_Your objective_
Please update the records, starting at the line that has "of the light" and ending after the line that has "x=367 y=115", by changing "street lamp" to "lamp post" and keeping everything else the same. Return only those lines.

(Extracted data entries)

=-=-=

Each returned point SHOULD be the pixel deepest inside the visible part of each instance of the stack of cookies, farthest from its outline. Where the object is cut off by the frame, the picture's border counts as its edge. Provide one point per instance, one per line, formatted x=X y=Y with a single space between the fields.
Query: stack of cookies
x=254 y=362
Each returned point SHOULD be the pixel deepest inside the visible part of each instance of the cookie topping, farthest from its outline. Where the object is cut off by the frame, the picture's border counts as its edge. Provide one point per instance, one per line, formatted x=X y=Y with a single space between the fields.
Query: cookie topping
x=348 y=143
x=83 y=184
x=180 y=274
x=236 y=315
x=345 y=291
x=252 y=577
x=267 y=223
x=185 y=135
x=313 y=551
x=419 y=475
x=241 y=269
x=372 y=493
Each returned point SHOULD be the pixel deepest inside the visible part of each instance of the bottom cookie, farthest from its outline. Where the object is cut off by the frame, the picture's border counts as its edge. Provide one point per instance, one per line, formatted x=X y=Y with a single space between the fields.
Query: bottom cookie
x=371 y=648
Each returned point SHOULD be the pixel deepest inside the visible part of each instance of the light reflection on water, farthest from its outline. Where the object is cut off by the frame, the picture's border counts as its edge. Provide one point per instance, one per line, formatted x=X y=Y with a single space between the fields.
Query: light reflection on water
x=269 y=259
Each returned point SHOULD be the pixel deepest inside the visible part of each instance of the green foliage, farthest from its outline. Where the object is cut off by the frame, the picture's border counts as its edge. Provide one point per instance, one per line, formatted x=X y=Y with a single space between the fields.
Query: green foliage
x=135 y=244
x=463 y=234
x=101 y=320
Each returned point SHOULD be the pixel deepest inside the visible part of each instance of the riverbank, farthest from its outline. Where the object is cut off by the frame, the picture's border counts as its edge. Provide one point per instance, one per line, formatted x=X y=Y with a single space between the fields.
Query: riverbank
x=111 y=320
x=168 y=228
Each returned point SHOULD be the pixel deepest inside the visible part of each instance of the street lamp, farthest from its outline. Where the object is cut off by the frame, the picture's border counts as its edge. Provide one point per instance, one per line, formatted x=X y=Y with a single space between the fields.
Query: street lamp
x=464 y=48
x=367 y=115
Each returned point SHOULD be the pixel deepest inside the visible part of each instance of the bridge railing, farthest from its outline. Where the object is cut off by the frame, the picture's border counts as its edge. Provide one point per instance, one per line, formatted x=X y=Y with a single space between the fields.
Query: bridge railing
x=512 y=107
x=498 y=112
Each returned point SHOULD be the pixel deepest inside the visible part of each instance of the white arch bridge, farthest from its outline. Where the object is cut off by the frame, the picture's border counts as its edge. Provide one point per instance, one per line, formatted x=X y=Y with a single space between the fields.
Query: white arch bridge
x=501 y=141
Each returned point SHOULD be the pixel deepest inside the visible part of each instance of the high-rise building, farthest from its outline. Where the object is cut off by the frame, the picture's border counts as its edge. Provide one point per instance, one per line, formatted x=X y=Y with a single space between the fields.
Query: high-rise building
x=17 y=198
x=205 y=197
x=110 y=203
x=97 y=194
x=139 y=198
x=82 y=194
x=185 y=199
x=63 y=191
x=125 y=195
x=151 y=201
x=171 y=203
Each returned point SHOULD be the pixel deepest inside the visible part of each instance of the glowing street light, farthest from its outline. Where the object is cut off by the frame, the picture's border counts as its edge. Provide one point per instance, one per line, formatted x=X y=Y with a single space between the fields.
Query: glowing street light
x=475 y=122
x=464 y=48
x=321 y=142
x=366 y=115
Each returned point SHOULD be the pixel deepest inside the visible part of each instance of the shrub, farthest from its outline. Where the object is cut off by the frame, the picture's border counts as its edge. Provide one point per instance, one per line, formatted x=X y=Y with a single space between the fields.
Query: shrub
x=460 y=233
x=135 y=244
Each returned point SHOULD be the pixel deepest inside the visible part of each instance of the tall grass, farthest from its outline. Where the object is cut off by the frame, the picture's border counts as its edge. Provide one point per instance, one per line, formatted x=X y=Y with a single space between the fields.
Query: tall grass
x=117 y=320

=-=-=

_Output for this exercise_
Each returned point SHOULD be the pixel deepest inside the visible part of each instance of the light reflection on water, farthest from its outline. Where the object is cut off by the frame, the picture's border counts as its edge. Provide one point per instance, one per line, formatted x=X y=Y with a single space between the fields.
Query: light reflection on water
x=269 y=259
Each returned point SHOULD be the pixel deepest inside the visible part of each instance of the green foliage, farthest from its outline. Where the object is cut off by the frame, the picture's border counts as its edge. Provide one point per instance, one per line, formatted x=X y=Y with a single space between the fields.
Query: green foliage
x=135 y=244
x=463 y=234
x=101 y=320
Each returned point SHOULD be the pixel deepest inside the visible part of each instance of the riverbank, farthest from its outline. Where the object is cut off by the frame, the picture's border counts as its edge. Provide one point per instance, one per line, formatted x=X y=Y with a single space between the fields.
Query: riverbank
x=111 y=320
x=168 y=228
Each returned point SHOULD be the pixel deepest inside the visible part of each instance of the lamp post, farthest from its outline. Where the object is cut off by the frame, the picture's border counts as its edge. Provide one point per instance, one per line, formatted x=X y=Y with a single space between the fields.
Query: lamp post
x=464 y=48
x=367 y=115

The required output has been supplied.